Are you using VanDyke's SecureCRT? Let's suppose you have forgot a password of one of your configured sessions: you can still log-in, since SecureCRT has stored it, but if you need to use that password from elsewhere and you can't remember it, what can you do?
SecureCRT can actually log in, and in order to do so it needs the password as plain text. Thus let's see where SecureCRT stores the password: soon you find the “session
.ini files” and take a look at them.
.ini files are nothing but plain text files. Inside them, your password is stored in a line beginning with
S:"Password"=u. In a glance you notice it is obfuscated someway.
Obfuscated? Why? Shouldn't it be crypted? No, I label it obfuscation, because SecureCRT needs the password as plain text; therefore it must be able to decode the encoded string, and since it succeed without asking you another password (e.g. a master password), then it does not matter if the used crypto-algorithm is the best crypto-algorithm1 or not: it is just a function, and we know for sure that its inverse, altogether with all required additional data (e.g. a private key) is engraved in the software itself2.
The SecureCRT's executable and data are a security hole and expose the “key” to “decrypt” the password. So it's still obfuscation to me3.

● PARTS OF THE EXERCISE:
A. According to the SecureCRT passage, what does the line that stores the password in a session .ini file begin with?
B. Quote the entries word for word, starting with the first entry and stopping after the line that contains "(1300, 143)".
The SecureCRT passage and the entries after it come from unrelated sources.

● EXERCISE MATERIALS:
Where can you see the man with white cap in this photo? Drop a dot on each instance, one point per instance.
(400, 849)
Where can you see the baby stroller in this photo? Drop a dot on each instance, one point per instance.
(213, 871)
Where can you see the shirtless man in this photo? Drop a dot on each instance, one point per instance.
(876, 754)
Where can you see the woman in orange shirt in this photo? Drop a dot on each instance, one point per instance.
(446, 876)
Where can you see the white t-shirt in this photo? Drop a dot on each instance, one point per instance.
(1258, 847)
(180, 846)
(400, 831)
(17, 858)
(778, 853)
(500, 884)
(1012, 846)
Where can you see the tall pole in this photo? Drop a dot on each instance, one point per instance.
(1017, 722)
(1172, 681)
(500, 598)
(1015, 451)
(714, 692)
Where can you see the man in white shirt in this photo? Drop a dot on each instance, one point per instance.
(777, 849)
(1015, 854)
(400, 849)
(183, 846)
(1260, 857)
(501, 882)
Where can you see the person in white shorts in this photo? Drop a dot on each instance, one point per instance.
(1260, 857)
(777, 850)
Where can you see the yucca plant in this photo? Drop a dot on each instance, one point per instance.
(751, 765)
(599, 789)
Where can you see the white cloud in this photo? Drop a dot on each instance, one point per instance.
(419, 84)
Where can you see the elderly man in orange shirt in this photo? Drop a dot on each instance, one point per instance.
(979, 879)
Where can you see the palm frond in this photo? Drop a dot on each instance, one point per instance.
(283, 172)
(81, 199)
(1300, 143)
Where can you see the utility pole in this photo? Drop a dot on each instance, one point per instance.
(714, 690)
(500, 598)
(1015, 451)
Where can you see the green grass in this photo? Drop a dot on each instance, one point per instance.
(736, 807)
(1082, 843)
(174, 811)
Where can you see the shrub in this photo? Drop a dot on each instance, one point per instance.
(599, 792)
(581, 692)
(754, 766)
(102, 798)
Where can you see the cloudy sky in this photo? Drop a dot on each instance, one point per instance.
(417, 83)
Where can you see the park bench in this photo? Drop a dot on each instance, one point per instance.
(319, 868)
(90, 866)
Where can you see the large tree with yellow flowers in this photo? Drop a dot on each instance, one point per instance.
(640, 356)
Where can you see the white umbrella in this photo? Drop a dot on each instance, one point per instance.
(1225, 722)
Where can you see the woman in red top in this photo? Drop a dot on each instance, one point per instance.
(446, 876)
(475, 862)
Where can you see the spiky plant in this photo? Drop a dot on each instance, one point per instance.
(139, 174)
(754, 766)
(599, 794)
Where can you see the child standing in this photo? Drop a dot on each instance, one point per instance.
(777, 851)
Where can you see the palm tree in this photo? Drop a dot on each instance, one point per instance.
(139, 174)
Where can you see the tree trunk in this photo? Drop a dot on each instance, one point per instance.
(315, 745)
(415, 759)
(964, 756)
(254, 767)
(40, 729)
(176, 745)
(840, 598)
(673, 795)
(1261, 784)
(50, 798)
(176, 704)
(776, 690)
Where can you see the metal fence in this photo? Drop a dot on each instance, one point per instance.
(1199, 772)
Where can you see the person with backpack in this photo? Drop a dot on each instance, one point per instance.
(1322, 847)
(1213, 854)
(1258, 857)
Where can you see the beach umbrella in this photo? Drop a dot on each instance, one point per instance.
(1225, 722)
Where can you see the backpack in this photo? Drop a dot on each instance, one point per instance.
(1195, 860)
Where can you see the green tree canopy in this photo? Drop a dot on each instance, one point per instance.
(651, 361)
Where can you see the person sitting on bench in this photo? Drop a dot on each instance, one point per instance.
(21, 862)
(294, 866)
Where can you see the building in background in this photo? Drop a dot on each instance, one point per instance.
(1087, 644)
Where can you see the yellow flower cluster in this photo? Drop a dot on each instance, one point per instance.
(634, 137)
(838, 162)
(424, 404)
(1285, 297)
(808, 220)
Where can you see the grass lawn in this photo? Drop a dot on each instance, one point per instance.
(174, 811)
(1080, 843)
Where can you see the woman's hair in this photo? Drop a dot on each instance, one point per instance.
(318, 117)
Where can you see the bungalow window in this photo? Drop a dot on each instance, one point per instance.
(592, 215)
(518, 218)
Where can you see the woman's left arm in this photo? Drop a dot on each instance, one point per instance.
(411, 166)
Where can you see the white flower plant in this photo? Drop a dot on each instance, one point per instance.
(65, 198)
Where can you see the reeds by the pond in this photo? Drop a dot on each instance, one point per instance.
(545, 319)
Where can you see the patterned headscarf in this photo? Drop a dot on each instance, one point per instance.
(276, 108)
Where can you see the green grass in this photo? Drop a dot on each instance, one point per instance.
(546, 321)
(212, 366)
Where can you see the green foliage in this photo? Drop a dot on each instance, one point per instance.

● ANSWERS FOR THE TASKS:
A. S:"Password"=u

B.
Where can you see the man with white cap in this photo? Drop a dot on each instance, one point per instance.
(400, 849)
Where can you see the baby stroller in this photo? Drop a dot on each instance, one point per instance.
(213, 871)
Where can you see the shirtless man in this photo? Drop a dot on each instance, one point per instance.
(876, 754)
Where can you see the woman in orange shirt in this photo? Drop a dot on each instance, one point per instance.
(446, 876)
Where can you see the white t-shirt in this photo? Drop a dot on each instance, one point per instance.
(1258, 847)
(180, 846)
(400, 831)
(17, 858)
(778, 853)
(500, 884)
(1012, 846)
Where can you see the tall pole in this photo? Drop a dot on each instance, one point per instance.
(1017, 722)
(1172, 681)
(500, 598)
(1015, 451)
(714, 692)
Where can you see the man in white shirt in this photo? Drop a dot on each instance, one point per instance.
(777, 849)
(1015, 854)
(400, 849)
(183, 846)
(1260, 857)
(501, 882)
Where can you see the person in white shorts in this photo? Drop a dot on each instance, one point per instance.
(1260, 857)
(777, 850)
Where can you see the yucca plant in this photo? Drop a dot on each instance, one point per instance.
(751, 765)
(599, 789)
Where can you see the white cloud in this photo? Drop a dot on each instance, one point per instance.
(419, 84)
Where can you see the elderly man in orange shirt in this photo? Drop a dot on each instance, one point per instance.
(979, 879)
Where can you see the palm frond in this photo? Drop a dot on each instance, one point per instance.
(283, 172)
(81, 199)
(1300, 143)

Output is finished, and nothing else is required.